## [課題]
高齢男性の一人暮らしについての文書から、「高齢化が進む中、伴侶に先立た」で始まり「強烈な臭いが漂ってきました。」で終わる部分を、一字も変えずに書き写しなさい。

高齢化が進む中、伴侶に先立たれ「おひとりさま」として暮らす人も増えています。ただ、遺品整理や終活などを手掛ける「Dear Family」の金城富仁さん(49)によれば、女性のおひとりさまに比べ、男性は大変になりがちだそう。「今の70代以上の男性は、男や仕事、女は家事育児―という固定観念が強く、『男子厨房に入らず』を美徳としていた世代。目を覆うような光景を目にすることも少なくない」といいます。
ある70代の男性は、妻に先立たれ、5年以上一人で暮らしていました。認知症の症状もあり、病院に入院し、自宅に帰ることなく亡くなったそうです。男性の親族から依頼を受け、玄関のドアを開けると、部屋にこもっていた、ほこり混じりのすえた強烈な臭いが漂ってきました。

## [データの内容]
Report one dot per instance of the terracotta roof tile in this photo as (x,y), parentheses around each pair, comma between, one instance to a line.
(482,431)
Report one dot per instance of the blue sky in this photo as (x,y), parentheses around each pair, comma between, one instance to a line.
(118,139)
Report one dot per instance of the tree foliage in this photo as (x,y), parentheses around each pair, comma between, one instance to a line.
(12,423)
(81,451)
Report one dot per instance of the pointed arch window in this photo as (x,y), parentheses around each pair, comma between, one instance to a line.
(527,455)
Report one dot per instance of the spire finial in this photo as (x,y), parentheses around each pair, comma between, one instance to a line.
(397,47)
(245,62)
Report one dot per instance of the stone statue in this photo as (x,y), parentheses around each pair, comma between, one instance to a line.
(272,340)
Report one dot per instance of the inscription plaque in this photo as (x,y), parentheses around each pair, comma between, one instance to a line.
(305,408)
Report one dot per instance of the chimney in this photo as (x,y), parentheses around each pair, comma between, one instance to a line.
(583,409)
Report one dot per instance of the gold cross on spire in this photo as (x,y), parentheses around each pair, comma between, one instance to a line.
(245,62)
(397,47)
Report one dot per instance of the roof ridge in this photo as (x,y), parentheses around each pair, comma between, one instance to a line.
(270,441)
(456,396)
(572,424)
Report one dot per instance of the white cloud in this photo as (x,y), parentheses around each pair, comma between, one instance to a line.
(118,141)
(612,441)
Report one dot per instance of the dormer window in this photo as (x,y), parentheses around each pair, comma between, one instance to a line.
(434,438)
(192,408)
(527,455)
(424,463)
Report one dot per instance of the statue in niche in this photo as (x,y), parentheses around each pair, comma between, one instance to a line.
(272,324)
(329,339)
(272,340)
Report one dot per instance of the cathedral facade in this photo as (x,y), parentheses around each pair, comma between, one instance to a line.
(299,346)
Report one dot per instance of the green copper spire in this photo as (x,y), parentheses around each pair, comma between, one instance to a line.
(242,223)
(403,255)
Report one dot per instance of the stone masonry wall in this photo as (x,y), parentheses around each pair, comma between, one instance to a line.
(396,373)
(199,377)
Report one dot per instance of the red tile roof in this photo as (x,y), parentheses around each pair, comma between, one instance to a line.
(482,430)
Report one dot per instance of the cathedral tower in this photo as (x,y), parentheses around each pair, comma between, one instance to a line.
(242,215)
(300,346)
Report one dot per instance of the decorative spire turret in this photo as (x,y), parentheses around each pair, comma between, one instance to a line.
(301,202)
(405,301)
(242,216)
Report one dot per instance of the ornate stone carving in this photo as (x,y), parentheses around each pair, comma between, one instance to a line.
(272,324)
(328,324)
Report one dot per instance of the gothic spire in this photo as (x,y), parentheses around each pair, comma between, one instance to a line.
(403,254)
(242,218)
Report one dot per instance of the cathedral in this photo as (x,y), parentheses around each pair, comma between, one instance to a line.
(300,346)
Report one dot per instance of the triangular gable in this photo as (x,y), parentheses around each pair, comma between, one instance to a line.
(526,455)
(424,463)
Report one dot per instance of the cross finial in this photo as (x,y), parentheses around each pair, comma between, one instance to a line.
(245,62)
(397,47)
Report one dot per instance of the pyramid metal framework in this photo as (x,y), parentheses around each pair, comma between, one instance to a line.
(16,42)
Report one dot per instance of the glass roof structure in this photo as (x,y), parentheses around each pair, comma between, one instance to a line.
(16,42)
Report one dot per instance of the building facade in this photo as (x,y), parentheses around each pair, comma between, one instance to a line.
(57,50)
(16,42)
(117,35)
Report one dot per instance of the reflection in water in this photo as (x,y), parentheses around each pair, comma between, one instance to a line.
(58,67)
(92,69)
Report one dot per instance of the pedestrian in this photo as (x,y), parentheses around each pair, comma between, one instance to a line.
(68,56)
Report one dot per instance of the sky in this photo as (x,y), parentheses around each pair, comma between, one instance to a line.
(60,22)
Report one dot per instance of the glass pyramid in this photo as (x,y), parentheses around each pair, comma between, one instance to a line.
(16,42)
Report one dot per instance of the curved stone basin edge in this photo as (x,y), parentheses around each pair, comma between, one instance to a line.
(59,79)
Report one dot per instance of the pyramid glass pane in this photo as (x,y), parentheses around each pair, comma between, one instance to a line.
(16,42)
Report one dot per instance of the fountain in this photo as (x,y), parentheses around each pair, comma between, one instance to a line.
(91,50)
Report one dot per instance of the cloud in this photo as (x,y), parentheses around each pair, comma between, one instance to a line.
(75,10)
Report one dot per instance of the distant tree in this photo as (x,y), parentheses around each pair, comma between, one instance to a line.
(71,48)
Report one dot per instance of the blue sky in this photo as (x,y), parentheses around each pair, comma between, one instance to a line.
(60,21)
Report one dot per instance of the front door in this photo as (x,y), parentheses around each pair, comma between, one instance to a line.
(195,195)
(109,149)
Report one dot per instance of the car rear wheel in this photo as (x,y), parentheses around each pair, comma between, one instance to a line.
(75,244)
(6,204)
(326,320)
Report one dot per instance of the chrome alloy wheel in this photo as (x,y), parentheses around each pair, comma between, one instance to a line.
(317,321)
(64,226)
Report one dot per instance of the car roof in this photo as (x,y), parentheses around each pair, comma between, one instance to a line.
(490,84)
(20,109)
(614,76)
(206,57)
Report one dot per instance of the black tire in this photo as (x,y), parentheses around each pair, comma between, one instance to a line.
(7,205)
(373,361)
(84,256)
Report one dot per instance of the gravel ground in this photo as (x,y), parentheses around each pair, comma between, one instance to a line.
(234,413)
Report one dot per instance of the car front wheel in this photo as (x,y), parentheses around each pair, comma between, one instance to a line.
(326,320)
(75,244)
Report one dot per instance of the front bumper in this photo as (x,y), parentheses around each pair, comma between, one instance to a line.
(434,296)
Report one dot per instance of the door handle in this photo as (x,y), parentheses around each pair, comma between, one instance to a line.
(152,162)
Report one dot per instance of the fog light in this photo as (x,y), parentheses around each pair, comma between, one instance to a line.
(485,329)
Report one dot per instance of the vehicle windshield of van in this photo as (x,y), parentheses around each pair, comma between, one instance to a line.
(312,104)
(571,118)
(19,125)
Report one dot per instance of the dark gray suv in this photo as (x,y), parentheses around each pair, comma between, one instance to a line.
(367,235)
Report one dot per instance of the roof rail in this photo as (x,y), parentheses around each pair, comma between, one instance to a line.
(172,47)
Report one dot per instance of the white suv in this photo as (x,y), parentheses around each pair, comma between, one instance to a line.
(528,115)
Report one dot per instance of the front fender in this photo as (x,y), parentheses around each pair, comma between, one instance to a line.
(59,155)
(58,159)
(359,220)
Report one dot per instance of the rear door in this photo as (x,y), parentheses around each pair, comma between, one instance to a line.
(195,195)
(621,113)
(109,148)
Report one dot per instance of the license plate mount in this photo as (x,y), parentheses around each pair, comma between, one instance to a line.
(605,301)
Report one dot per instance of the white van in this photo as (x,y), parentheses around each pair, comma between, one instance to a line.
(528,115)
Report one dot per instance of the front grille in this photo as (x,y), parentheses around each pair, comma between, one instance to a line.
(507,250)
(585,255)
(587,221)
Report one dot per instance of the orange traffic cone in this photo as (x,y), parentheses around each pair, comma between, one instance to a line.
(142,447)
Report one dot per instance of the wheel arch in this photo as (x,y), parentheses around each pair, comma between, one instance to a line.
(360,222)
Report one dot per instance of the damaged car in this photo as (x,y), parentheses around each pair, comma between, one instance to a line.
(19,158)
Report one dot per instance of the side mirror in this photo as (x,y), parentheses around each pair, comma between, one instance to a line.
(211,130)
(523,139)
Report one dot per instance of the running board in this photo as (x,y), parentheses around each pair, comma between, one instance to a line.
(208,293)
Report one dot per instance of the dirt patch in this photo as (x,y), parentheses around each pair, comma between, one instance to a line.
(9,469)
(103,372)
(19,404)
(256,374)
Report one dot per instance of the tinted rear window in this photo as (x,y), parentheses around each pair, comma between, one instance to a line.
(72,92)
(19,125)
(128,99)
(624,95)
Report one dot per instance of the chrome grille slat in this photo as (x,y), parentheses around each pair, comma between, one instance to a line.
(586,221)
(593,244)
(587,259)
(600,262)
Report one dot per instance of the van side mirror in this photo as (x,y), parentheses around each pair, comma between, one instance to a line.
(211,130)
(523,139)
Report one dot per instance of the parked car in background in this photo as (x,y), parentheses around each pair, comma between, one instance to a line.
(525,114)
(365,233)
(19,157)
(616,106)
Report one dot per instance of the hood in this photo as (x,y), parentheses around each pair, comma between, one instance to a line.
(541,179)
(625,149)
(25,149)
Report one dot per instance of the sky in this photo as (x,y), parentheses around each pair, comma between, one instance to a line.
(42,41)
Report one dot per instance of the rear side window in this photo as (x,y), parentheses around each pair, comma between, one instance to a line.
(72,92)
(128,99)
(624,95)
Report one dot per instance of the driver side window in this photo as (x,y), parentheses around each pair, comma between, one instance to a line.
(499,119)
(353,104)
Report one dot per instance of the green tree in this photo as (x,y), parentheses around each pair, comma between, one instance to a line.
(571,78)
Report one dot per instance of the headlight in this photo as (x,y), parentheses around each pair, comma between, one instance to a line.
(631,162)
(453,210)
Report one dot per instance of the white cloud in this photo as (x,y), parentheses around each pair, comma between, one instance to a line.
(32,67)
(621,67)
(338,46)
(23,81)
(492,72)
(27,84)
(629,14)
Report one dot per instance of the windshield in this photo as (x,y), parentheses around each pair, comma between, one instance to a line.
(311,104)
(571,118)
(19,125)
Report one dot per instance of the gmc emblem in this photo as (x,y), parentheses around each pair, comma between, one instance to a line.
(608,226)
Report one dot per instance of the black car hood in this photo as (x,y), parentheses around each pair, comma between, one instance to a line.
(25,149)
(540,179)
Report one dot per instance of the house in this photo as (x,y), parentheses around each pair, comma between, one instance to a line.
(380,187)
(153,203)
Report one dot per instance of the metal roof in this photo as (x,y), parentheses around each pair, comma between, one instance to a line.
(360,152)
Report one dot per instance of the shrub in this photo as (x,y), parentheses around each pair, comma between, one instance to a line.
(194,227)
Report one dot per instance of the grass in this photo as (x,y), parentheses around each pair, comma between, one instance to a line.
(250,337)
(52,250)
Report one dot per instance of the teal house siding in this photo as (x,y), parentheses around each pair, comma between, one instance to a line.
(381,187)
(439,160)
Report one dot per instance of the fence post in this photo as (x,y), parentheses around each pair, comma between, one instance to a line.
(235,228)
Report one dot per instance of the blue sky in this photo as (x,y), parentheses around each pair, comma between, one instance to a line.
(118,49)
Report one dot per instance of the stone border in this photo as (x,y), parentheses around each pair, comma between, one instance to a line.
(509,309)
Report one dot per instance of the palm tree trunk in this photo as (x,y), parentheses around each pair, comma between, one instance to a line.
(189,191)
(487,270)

## [解答]
高齢化が進む中、伴侶に先立たれ「おひとりさま」として暮らす人も増えています。ただ、遺品整理や終活などを手掛ける「Dear Family」の金城富仁さん(49)によれば、女性のおひとりさまに比べ、男性は大変になりがちだそう。「今の70代以上の男性は、男や仕事、女は家事育児―という固定観念が強く、『男子厨房に入らず』を美徳としていた世代。目を覆うような光景を目にすることも少なくない」といいます。
ある70代の男性は、妻に先立たれ、5年以上一人で暮らしていました。認知症の症状もあり、病院に入院し、自宅に帰ることなく亡くなったそうです。男性の親族から依頼を受け、玄関のドアを開けると、部屋にこもっていた、ほこり混じりのすえた強烈な臭いが漂ってきました。